-- TEXT SECTION follows --

Gaël Varoquaux: AI for everyone
Gaël Varoquaux is a researcher in computer science and head of the Soda project team at the Inria Paris-Saclay Centre. A key player in the field of artificial intelligence (AI), he is one of the Highly Cited Researchers for 2022, the scientists whose publications are the most cited by their peers.
Gaël Varoquaux is an accomplished researcher whose work in the field of AI is pioneering. He is particularly well known for his work on statistical learning. Another of his particularities that is acknowledged by the academic community is his commitment to open science and the development of free software, particularly through the Scikit-learn project. In his curiosity about scientific fields, he constantly questions the boundaries of science, while promoting cooperation and exchange among scientists.
From a classical trajectory to a unique pathway
After a preparatory scientific course with the MathsSup option and a course at the ENS Paris, Gaël Varoquaux began a PhD in Quantum Physics in 2005. Under the direction of Alain Aspect, winner of the 2022 Nobel Prize in Physics, Gaël Varoquaux's research focused on atomic cooling and the use of atomic interferometry to measure gravitational fields.
It is because of the software challenges encountered during his thesis that Gaël Varoquaux switched from quantum physics to machine learning. Passionate about computer science, mathematics and abstraction, he was quickly attracted to data processing and became involved in the development of open source software during his thesis, more specifically Mayavi, a 3D data visualisation software. After various experiences abroad, including a post-doctorate in Italy in 2007 in Quantum Physics and a stint at the scientific computing start-up Enthought in the United States in 2008, he came back to France that same year to work on brain imaging in collaboration with researchers in cognitive sciences from the Inria Parietal team.

-- TEXT SECTION concluded --
-- DATASET ENTRIES follows --

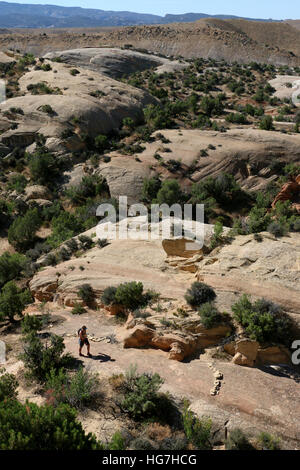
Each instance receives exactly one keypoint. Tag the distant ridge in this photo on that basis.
(17, 15)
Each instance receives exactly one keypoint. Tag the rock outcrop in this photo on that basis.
(85, 103)
(248, 154)
(115, 62)
(290, 192)
(180, 343)
(267, 268)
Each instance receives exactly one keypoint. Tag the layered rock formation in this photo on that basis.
(84, 103)
(290, 192)
(115, 62)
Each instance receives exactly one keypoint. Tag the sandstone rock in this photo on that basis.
(242, 360)
(44, 288)
(139, 336)
(98, 103)
(266, 269)
(114, 309)
(289, 192)
(273, 355)
(2, 352)
(37, 192)
(248, 348)
(39, 203)
(115, 62)
(229, 348)
(179, 247)
(245, 352)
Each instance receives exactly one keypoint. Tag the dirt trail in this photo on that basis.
(251, 398)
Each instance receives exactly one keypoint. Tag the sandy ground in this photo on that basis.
(258, 398)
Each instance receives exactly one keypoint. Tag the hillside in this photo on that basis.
(230, 40)
(16, 15)
(189, 320)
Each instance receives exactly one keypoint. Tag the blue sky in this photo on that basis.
(276, 9)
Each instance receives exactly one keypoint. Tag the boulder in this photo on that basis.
(115, 62)
(2, 352)
(289, 192)
(245, 352)
(37, 192)
(266, 269)
(273, 355)
(242, 360)
(44, 288)
(179, 247)
(140, 336)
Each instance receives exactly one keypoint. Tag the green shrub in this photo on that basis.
(209, 314)
(109, 295)
(13, 301)
(33, 323)
(266, 123)
(30, 427)
(86, 293)
(170, 193)
(77, 390)
(117, 442)
(238, 441)
(42, 89)
(85, 241)
(46, 108)
(276, 229)
(237, 118)
(268, 442)
(262, 320)
(212, 106)
(64, 226)
(199, 293)
(78, 309)
(141, 398)
(8, 386)
(101, 142)
(17, 183)
(11, 266)
(21, 233)
(217, 235)
(197, 431)
(39, 358)
(130, 295)
(151, 186)
(43, 166)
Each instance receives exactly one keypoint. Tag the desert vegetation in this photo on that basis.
(206, 310)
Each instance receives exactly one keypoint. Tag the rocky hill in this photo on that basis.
(230, 40)
(16, 15)
(209, 330)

-- DATASET ENTRIES concluded --

» **TASK LIST**
**a)** In the profile of Gaël Varoquaux, what software did he help develop during his thesis?
**b)** Write the next part of the profile of Gaël Varoquaux, picking up after its final sentence.

» **ANSWERS BY ITEM**
**a)** Mayavi, a 3D data visualization program.

**b)**
Very quickly, Gaël Varoquaux's search for meaning and utility led him to machine learning. His interest in real-life problems and health are striking illustrations of this. As part of the Parietal and Soda teams, he develops tools to make people's lives easier. He emphasises that, in order to be truly useful, the issues to be addressed should go beyond quantitative aspects and include qualitative aspects related to quality of life.
The problem of the machinery of science
The importance given to qualitative questions in research is a key element for Gaël Varoquaux. “I am convinced that it is possible to apply a scientific approach without resorting to a mechanistic model, while maintaining a quantitative approach thanks to statistics,” explains Gaël Varoquaux. A mechanistic model describes the underlying mechanisms of a phenomenon by specifying the mathematical relationships between its constituent elements. For Gaël Varoquaux, there is a real need to integrate human and social sciences into AI research, in order to overcome the inherent limitations of numbers. “For example, if we look at the Covid-19 prevalence data, the analysis reveals that it is influenced by the testing policy implemented. It's similar with polls, where people tend to self-censor.” At the heart of the researcher's thinking is the idea of science not only as quantitative, but science that integrates observational data, i.e. outside the framework of experimentation where objects can be freely manipulated.
An artisan of open science...
With the development of Scikit-Learn in 2010, Gaël Varoquaux and his team are working as fast as they can in favour of open science. This Python data analysis library, conceived for brain imaging purposes, is designed to be independent of its possible areas of use. Intended for a wide audience, it facilitates the use of statistical tools by people less familiar with these methods. “Our approach differs from other tools that simplify things so much that they end up being opaque. The goal is to address people who are competent but in a hurry,” says Varoquaux. The choice of the Python programming language is deliberate, because as it is neither complex nor specific, it is able to reach a wide audience.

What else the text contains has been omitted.